— FRAGMENTO CITADO —
Lexikoa

PAGANISMO

El paganismo medieval. E. Delaruelle recuerda que para comprender la piedad popular medieval hay que recordar las supervivencias paganas en los lugares donde el cristianismo se había introducido en épocas más recientes. Pone como ejemplo el paganismo irlandés, donde convivían el rito indoeuropeo hieros gamos con dioses paganos apenas cristianizados, talismanes, hechiceras y tabúes que, a su vez, eran aceptados por los clérigos, que los relacionaban con relatos bíblicos. Por otra parte, los escenarios fantásticos y las imprevistas aventuras de las canciones de la tradición celta son, a menudo, la expresión de un auténtico espíritu cristiano (Delaruelle, 1975: 9-10).

Por su parte, Pablo C. Díaz y Juana M. Torres afirman que para tratar la pervivencia y continuidad del paganismo en el cristianismo debemos partir de la definición de pervivencias paganas. Estos autores recuerdan que en el ámbito de las religiones no se debe considerar pagano por oposición a cristiano todo aquello relativo a la vida de los individuos que profesaban aquella religión. La pervivencia de detalles paganos de la vida cotidiana en un mundo cristiano muestra una pervivencia de costumbres que no deben de tomarse en especial consideración a la hora de afrontar la cristianización global de un pueblo (Díaz y Torres, 2000: 235-236).

Numerosos testimonios conciliares de los siglos VI y VII muestran los intentos de los obispos hispanos por desterrar la idolatría y las prácticas adivinatorias. Uno de los más conocidos es el segundo concilio de Braga, donde se prescribió el adoctrinamiento de los obispos al pueblo para acabar con los errores de la idolatría y se dispuso la predicación contra los elementos paganizantes infiltrados en la vida cristiana (572). Allí asistió el prelado de Astorga, Polemio, quien pidió a San Martín de Braga que compusiera un tratado con la doctrina básica para combatirla (González García, 1979: 665). Tal y como observan P.C. Díaz y J. Torres, los detractores del paganismo pretendían borrar cualquier reminiscencia de éste, por lo que la legislación conciliar y disciplinaria hizo hincapié en erradicar este tipo de manifestaciones no-cristianas de sus fieles, pues la mayoría de los que participaban de este tipo de prácticas eran formalmente cristianos -a los que Julián de Toledo llamó falsos cristianos- (Díaz y Torres, 2000: 236-242 y 254-256).

Esta misma realidad se atestigua en el territorio vasco. Hacia mediados del siglo VII, Beamundo decía de los vascones que se entregaban todavía a la práctica de los augurios y a toda clase de errores, y que veneraban a los ídolos en lugar de hacerlo a Dios (Cfr. Sayas, 1986: 60).

[Elementos listados en un conjunto de datos]

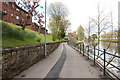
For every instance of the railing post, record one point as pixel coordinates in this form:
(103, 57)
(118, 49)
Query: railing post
(80, 47)
(83, 49)
(94, 55)
(88, 52)
(104, 62)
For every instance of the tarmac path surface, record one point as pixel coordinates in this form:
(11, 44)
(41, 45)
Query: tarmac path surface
(64, 62)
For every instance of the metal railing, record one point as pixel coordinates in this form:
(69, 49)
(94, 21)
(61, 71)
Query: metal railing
(85, 50)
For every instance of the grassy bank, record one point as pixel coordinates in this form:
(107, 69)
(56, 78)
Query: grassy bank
(114, 41)
(13, 35)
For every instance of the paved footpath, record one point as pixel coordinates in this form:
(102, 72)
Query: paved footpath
(64, 62)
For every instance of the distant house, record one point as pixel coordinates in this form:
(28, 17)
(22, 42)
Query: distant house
(35, 27)
(12, 13)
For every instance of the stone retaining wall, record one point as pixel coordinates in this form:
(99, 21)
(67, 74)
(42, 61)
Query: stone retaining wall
(15, 60)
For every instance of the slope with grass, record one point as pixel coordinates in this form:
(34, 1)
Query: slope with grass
(13, 35)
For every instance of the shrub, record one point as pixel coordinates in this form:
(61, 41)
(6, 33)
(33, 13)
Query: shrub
(38, 39)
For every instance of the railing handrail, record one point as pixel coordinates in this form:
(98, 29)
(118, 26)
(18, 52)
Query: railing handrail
(102, 58)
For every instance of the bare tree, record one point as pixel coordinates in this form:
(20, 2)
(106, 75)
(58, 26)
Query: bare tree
(101, 22)
(58, 13)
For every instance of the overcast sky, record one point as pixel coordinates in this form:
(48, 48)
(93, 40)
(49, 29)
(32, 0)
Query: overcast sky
(81, 10)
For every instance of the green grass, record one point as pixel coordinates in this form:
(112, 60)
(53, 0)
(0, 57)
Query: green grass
(13, 35)
(114, 41)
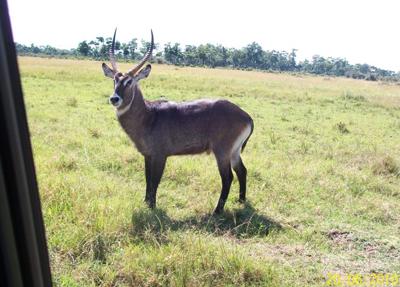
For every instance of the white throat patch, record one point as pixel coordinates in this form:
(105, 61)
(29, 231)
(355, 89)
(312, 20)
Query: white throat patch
(122, 111)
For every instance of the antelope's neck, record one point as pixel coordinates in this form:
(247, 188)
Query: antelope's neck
(135, 116)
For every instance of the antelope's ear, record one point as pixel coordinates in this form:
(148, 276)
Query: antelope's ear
(144, 73)
(108, 72)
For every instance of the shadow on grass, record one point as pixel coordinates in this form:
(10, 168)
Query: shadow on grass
(242, 222)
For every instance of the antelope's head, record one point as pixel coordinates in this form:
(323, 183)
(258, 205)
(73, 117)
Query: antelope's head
(125, 83)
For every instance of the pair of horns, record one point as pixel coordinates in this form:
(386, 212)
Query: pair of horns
(134, 70)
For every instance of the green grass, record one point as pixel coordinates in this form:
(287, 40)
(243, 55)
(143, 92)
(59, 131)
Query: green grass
(323, 181)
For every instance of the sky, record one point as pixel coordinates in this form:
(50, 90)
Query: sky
(362, 31)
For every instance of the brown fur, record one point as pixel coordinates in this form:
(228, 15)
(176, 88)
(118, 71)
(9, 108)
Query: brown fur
(161, 128)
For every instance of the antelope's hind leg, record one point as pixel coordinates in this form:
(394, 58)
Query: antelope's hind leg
(241, 172)
(225, 171)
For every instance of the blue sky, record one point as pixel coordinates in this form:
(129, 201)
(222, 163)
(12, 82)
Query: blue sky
(361, 31)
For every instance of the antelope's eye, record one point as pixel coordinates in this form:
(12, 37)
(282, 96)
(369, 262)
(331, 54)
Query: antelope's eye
(127, 82)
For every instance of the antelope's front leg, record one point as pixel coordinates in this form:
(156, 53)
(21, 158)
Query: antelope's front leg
(147, 165)
(154, 169)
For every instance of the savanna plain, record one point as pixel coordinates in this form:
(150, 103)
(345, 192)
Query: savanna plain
(323, 181)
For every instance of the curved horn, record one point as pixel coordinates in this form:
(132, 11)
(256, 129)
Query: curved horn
(111, 53)
(146, 57)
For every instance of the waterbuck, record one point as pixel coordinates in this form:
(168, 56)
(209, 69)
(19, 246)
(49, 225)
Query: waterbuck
(161, 128)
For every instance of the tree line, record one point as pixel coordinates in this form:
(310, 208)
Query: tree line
(252, 56)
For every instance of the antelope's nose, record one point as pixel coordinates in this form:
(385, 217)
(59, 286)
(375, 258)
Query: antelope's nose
(114, 100)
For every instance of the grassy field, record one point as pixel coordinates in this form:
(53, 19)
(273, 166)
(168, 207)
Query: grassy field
(323, 183)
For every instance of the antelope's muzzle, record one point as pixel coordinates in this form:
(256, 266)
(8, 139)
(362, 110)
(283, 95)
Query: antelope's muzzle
(115, 100)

— CONSIGNAS —
(1) Resume en dos oraciones el fragmento sobre el paganismo.
(2) Indica si cada afirmación concuerda con el fragmento sobre el paganismo y cita las palabras que lo deciden: (a) el segundo concilio de Braga tuvo lugar en 572; (b) Polemio era el prelado de Braga; (c) la mayoría de quienes participaban en prácticas no cristianas no eran cristianos.
(3) Según el fragmento sobre el paganismo, ¿cómo llamó Julián de Toledo a los que, siendo formalmente cristianos, participaban en prácticas no cristianas?

— SOLUCIONES —
(1) Según Delaruelle, para comprender la piedad popular medieval hay que recordar las supervivencias paganas en los lugares cristianizados en épocas más recientes, como en el caso del paganismo irlandés. Los obispos hispanos de los siglos VI y VII intentaron desterrar la idolatría y las prácticas adivinatorias, por ejemplo en el segundo concilio de Braga, y hacia mediados del siglo VII Beamundo decía que los vascones todavía practicaban los augurios y veneraban a los ídolos.

(2)
(a) Sí: "se dispuso la predicación contra los elementos paganizantes infiltrados en la vida cristiana (572)".
(b) No: "Allí asistió el prelado de Astorga, Polemio".
(c) No: "la mayoría de los que participaban de este tipo de prácticas eran formalmente cristianos".

(3) Falsos cristianos.